— START INFORMATION GIVEN —

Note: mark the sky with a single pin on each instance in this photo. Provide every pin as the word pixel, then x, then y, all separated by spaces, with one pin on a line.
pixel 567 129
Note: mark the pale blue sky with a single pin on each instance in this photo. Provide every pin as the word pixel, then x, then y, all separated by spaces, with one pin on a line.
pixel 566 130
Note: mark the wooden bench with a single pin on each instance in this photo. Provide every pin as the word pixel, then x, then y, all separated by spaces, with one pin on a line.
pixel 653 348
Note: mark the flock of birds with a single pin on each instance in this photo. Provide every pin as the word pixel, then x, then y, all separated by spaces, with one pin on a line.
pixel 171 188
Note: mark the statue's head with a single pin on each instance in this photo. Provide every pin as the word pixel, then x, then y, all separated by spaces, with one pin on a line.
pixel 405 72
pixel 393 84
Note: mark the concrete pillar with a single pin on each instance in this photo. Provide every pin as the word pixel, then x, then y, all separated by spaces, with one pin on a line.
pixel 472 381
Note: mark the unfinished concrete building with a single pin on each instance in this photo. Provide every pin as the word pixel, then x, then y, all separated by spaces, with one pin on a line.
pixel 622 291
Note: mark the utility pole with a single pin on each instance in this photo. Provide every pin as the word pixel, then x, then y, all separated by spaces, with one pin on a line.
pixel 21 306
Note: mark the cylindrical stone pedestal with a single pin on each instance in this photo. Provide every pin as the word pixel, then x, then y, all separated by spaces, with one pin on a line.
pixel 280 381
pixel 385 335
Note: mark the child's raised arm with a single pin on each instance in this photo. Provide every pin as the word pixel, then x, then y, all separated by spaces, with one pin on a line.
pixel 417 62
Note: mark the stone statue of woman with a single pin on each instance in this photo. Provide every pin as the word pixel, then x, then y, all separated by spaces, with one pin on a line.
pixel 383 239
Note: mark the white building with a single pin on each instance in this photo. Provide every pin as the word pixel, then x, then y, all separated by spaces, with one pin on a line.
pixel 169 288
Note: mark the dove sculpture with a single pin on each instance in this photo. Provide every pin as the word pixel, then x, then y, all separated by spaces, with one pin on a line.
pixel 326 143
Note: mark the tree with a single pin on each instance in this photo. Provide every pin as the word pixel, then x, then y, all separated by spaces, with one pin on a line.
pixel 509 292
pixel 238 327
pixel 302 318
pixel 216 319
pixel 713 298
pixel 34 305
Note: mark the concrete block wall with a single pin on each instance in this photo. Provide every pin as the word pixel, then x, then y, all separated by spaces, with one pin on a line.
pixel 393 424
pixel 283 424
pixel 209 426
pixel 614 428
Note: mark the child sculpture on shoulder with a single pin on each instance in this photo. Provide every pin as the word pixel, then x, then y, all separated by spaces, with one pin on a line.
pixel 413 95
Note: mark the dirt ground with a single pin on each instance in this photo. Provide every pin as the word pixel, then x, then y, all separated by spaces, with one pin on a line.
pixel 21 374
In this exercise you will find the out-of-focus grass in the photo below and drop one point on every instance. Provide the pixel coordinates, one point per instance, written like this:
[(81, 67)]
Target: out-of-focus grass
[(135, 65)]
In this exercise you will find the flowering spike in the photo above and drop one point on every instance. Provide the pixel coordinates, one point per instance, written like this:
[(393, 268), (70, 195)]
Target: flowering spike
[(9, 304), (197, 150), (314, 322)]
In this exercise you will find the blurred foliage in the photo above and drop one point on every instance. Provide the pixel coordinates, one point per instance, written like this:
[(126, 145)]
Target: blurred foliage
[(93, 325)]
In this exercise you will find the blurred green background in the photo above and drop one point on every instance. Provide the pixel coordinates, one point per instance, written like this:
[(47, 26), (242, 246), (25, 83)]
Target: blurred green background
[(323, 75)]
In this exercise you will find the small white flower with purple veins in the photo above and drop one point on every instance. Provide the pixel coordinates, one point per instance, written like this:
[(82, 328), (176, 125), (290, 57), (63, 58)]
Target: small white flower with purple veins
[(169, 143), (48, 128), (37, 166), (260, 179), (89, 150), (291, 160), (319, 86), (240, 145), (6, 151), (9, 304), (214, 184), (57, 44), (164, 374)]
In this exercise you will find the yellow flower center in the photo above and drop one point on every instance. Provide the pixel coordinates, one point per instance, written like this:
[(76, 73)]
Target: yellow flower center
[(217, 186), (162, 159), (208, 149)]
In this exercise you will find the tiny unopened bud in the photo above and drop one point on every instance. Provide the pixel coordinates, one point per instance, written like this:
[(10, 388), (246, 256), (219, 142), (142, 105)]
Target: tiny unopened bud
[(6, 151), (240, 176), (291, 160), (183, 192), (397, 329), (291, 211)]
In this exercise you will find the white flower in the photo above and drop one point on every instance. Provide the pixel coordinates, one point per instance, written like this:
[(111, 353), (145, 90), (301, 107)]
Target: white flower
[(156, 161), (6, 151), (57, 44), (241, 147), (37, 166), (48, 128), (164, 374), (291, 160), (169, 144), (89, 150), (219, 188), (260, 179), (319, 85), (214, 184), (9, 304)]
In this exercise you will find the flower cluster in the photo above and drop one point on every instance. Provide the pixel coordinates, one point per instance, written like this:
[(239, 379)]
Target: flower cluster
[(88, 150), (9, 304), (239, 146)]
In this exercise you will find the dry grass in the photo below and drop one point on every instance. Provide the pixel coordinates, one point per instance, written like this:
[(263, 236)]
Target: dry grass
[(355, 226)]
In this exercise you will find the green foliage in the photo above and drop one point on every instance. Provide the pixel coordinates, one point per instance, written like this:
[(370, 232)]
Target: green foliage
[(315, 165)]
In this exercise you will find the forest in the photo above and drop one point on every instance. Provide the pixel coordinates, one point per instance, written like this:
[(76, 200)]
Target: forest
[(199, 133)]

— END INFORMATION GIVEN —

▸ **REQUIRED TASK**
Reproduce all of the lines above word for word, without changing or leaving out anything.

▸ **CORRECT ANSWER**
Note: mark the sky with a single pin on each instance in this photo. Provide every pin as the word pixel, then x, then y, all separated by spaces, with one pin on a line.
pixel 567 129
Note: mark the pale blue sky with a single pin on each instance in this photo. Provide every pin as the word pixel, then x, then y, all separated by spaces, with one pin on a line.
pixel 566 130
Note: mark the wooden bench with a single pin on each instance in this photo. Provide every pin as the word pixel, then x, then y, all separated by spaces, with one pin on a line.
pixel 653 348
Note: mark the flock of birds with a single pin on each instance in this photo. Provide every pin as the word pixel, then x, then y, all separated by spaces, with one pin on a line.
pixel 171 188
Note: mark the statue's head with a single pin on each instance in this photo. Provide every pin as the word pixel, then x, then y, all separated by spaces, with one pin on a line.
pixel 405 72
pixel 393 84
Note: mark the concrete pillar with a single pin on each instance in this photo. Provide every pin as the word pixel, then x, then y, all separated by spaces, with one pin on a line.
pixel 472 381
Note: mark the unfinished concrete building with a single pin on each instance in this photo. Provide every pin as the word pixel, then x, then y, all separated by spaces, with one pin on a line.
pixel 622 291
Note: mark the utility pole with a single pin on each instance in this photo. Provide every pin as the word pixel, then x, then y, all separated by spaces, with one pin on a line.
pixel 21 306
Note: mark the cylindrical stone pedestal with a single pin on each instance in this photo. Provide every pin as the word pixel, then x, then y, all separated by spaces, with one pin on a line.
pixel 280 381
pixel 385 335
Note: mark the child's raised arm with a single pin on each instance in this photo. Provide every pin as the word pixel, then x, then y, all separated by spaces, with one pin on a line.
pixel 417 62
Note: mark the stone statue of woman with a single pin on each instance in this photo. Provide every pin as the word pixel, then x, then y, all separated by spaces, with one pin on a line.
pixel 383 239
Note: mark the white building with a single pin on each instance in this photo. Provide every pin as the word pixel, then x, then y, all separated by spaces, with one pin on a line.
pixel 169 288
Note: mark the dove sculpture with a single pin on each instance in this photo. Provide every pin as the word pixel, then x, then y, all separated by spaces, with one pin on a line.
pixel 326 143
Note: mark the tree with a single pin on each instance in this photo. Provide every pin as the word pixel, then x, then y, all separated by spaces, with one pin on a line.
pixel 509 292
pixel 238 327
pixel 302 318
pixel 216 319
pixel 713 298
pixel 34 305
Note: mark the concrete block wall with a single pin on each instance in this photo. Provide every pin as the word pixel, then x, then y, all separated by spaces, with one pin on a line.
pixel 393 424
pixel 283 424
pixel 209 426
pixel 614 428
Note: mark the child sculpture on shoulder with a single pin on each instance in this photo. Provide every pin as the word pixel, then x, then y, all separated by spaces, with one pin on a line.
pixel 413 95
Note: mark the dirt ground with a single pin on each instance in this photo. Provide every pin as the word pixel, then x, then y, all separated by spaces, with one pin on a line.
pixel 21 374
In this exercise you will find the out-of-focus grass in the photo below and drop one point on every instance. Provide the pixel coordinates, one point per instance, written like this:
[(81, 67)]
Target: out-of-focus grass
[(135, 65)]
In this exercise you will find the flowering spike in the photo above and drop one point on every instance. Provide the pixel coordinates, one point per instance, written like this:
[(393, 268), (70, 195)]
Target: flowering spike
[(9, 304), (197, 150), (314, 322)]
In this exercise you will find the blurred foliage in the photo above and drop one point on every instance. Provide the pixel coordinates, one point per instance, written like this:
[(126, 145)]
Target: blurred foliage
[(93, 325)]
In this exercise you will find the blurred green background in the photo above and drop one point on every instance. Provide the pixel coordinates, one point per instance, written like this:
[(47, 26), (242, 246), (25, 83)]
Target: blurred green background
[(323, 75)]
In this exercise you will find the small white flower with purple veins in the photo above and drop one point on every instance. Provide the pixel coordinates, one point per instance, written like this:
[(82, 328), (176, 125), (290, 57), (63, 58)]
Target: small white flower with purple veins
[(169, 143), (48, 128), (37, 166), (260, 179), (89, 150), (291, 160), (319, 86), (240, 145), (6, 151), (9, 304), (214, 184), (57, 44), (164, 374)]
In this exercise you will find the yellow flower center in the photo above and drop one point on every instance. Provide the pixel coordinates, one point per instance, written like this:
[(76, 73)]
Target: yellow flower center
[(217, 186), (162, 159), (208, 149)]
In this exercise you will find the tiny unopened bud in the photo above and drop one point on every instance. Provide the pixel coordinates, one point per instance, written like this:
[(10, 388), (246, 256), (219, 142), (142, 105)]
Target: tiny unopened bud
[(6, 151), (240, 176), (291, 160), (183, 192), (397, 329), (291, 211)]
In this exercise you will find the white flower in the photo above and drop one point on every instance. Provide the pixel coordinates, one point per instance, written like this:
[(111, 353), (145, 90), (301, 107)]
Target: white flower
[(156, 161), (6, 151), (57, 44), (241, 147), (37, 166), (48, 128), (164, 374), (291, 160), (169, 144), (89, 150), (219, 188), (260, 179), (319, 85), (214, 184), (9, 304)]
In this exercise you will find the flower cluster in the photo above and drop one point on every instance. Provide the pixel coordinates, one point per instance, written like this:
[(239, 379)]
Target: flower cluster
[(88, 150), (9, 304), (239, 146)]
In this exercise you will find the dry grass in the photo below and drop one point on every instance. Provide the pixel coordinates, one point per instance, written like this:
[(263, 236)]
Target: dry grass
[(355, 226)]
In this exercise you will find the green foliage in the photo above and drop one point on every instance. Provide the pixel coordinates, one point per instance, written like this:
[(370, 232)]
Target: green foliage
[(315, 165)]
In this exercise you will find the forest in the photo above and drop one point on every instance. Provide the pixel coordinates, one point per instance, written like this:
[(76, 200)]
Target: forest
[(199, 133)]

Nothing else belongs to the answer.